To be done:
Copy the records below word for word, omitting the pictures.

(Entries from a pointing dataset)
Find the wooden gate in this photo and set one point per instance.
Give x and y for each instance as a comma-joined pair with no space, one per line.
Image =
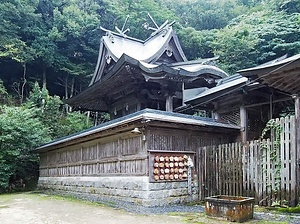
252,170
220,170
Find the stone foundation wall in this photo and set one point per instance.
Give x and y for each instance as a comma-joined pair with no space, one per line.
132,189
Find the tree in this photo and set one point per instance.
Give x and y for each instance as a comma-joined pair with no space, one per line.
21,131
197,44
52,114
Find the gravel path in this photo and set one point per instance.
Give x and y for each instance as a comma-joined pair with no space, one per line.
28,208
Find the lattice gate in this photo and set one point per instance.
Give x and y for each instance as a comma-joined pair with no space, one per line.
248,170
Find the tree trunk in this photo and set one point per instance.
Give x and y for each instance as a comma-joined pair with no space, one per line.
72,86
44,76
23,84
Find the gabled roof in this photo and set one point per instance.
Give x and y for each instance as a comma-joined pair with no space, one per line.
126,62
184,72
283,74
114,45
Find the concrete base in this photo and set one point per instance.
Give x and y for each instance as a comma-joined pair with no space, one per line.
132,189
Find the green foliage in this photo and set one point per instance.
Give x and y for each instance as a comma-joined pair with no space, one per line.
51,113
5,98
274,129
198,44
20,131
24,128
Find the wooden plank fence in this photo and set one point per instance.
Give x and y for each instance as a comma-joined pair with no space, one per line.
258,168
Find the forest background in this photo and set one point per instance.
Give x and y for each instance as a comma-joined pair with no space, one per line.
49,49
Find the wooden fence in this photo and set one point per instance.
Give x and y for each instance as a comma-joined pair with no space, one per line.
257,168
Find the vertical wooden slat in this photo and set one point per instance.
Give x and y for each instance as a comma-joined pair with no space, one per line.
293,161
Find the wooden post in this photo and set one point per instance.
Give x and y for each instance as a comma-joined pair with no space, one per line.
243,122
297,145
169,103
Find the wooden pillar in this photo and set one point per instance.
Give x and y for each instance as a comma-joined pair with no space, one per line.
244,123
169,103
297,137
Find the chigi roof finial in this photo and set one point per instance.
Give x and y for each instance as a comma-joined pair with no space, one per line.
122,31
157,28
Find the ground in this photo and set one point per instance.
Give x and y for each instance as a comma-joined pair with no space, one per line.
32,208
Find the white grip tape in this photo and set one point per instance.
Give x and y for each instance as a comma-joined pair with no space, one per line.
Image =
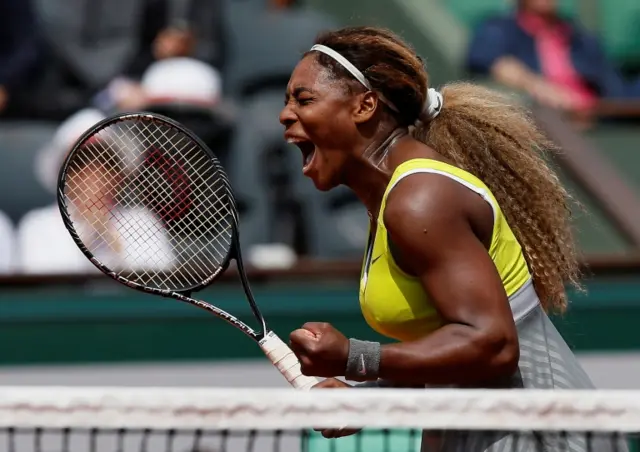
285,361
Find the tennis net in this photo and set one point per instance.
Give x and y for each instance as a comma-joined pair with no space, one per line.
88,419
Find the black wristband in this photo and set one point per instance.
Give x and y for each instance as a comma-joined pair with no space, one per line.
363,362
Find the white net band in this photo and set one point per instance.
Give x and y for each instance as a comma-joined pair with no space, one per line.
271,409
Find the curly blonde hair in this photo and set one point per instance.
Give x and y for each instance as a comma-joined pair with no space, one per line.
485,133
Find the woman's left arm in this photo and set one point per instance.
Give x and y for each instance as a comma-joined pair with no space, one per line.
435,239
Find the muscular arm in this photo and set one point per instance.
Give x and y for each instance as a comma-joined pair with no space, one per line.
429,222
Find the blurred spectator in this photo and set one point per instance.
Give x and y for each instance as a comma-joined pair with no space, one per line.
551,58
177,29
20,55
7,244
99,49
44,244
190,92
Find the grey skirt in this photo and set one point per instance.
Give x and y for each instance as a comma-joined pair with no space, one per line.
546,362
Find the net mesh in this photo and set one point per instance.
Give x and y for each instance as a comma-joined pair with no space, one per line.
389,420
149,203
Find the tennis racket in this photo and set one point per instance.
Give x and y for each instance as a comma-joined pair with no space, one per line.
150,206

Result of the exercise:
Find the wooden gate in this photo and set one point per instance.
Give x and y for each instance as a comma-joined pair with no space, one per line.
Image =
252,170
220,170
Find the stone foundation wall in this photo and set one point per instance.
Give x and y for each instance as a comma-joined pair with no space, one per line.
132,189
Find the tree in this photo and set one point per instance.
Give x and y for each instance as a comma-joined pair with no space, one per line.
21,131
197,44
52,114
Find the gravel path in this photo and set one point per instance.
Give x and y for each instance as a comma-joined pair with no space, one per line.
28,208
Find the lattice gate in this photo and set one point per instance.
Give x and y for each instance as a comma-joined pair with no space, one per line.
248,170
Find the tree trunk in this photo and set one point per instance.
Give x and y for each instance as a comma-joined pair with no space, one per line.
72,86
44,76
23,84
Find the gabled roof in this photo and set one point per instance.
Give x and y for each instance as a comma-joined pair with no space, one per line.
126,62
184,72
283,74
114,45
Find the concrete base in this photo and set one point per instance.
Give x and y for each instance as a comma-joined pair with no space, one per line.
132,189
Find the green foliage in this photo and set one point per instance.
Give x and y for each instance as a comma-joined pair with no space, one per line.
51,113
5,98
274,129
198,44
20,131
24,128
Find the wooden plank fence in this photo and set one point per instance.
Give x and y for each instance as a comma-joined pair with no space, one per line.
258,168
Find the forest background in this photo and set one point per instance.
Give x and y for each instance as a comma-joined pair with no space, one per line.
49,49
Find the wooden fence in this photo and set one point per instance.
Give x and y for each instance as a comma-joined pair with no space, one per line.
257,168
Find the vertical wooden slat in this photo and set one point per instance.
Give x and y for each instance as a comma-joined pair with no space, one per line.
293,161
Find the wooden post in this photo and set one point per instance.
Give x and y for each instance as a comma-joined pair with no space, one per line.
243,122
297,145
169,103
Find the wooden pillar in this photo and set one point per instance.
Give x and y for each instance as a comma-joined pair with no space, one per line.
244,123
169,103
297,137
Find the chigi roof finial in this photo and set one point per instance.
Give x and y for each instance as a comma-joined pair with no space, one per line.
122,31
157,28
Find the ground in this photo and set one point per instance.
Give x and y for each instance as a comma-joined pair with no space, one per line.
32,208
Find the white grip tape in this photo and set one point per instance.
Give x and y for each instance as a comma-joined pair with no space, one per line.
Image =
285,361
Find the tennis net in this photo and set one point per instance.
Give x and y for each instance as a comma-joined pair with no space, one per line.
88,419
Find the black wristband in this photo and set one point per instance.
Give x and y for each instance as a comma-joined pair with no space, one per line.
363,362
Find the white net band in this photo and set one point per instance.
Give x and y for each instance as a comma-joined pair with no space, one per line.
271,409
Find the curly blonde hair in this photo and set one point per instance.
Give x and y for each instance as a comma-joined pair with no space, one per line.
485,133
Find the woman's left arm in this photo and set one point per instance.
Give x and y for each instance as a comma-joined pair with no space, one per line.
435,239
Find the muscular arm in this photo and set one point per instance.
Give x and y for each instance as a comma-joined pair with no space, one per line.
429,222
Find the blurred spectator in this photo and set one point per instance.
Give x and y for each instance as a comma-joined pair with no space, one per line.
551,58
177,29
20,55
7,244
99,49
44,244
190,92
Find the grey skirt in this photo and set one point per instance.
Give x and y for each instance as a comma-joined pair with no space, one per line.
546,362
Find the net mesh in this photo and set one point per instance.
Give x and y for each instance as a comma-joined pair with no space, one per line.
389,420
149,203
Find the tennis racket in this photo and set one point per instance.
Give x and y for each instance as a comma-joined pair with no space, one per line.
150,206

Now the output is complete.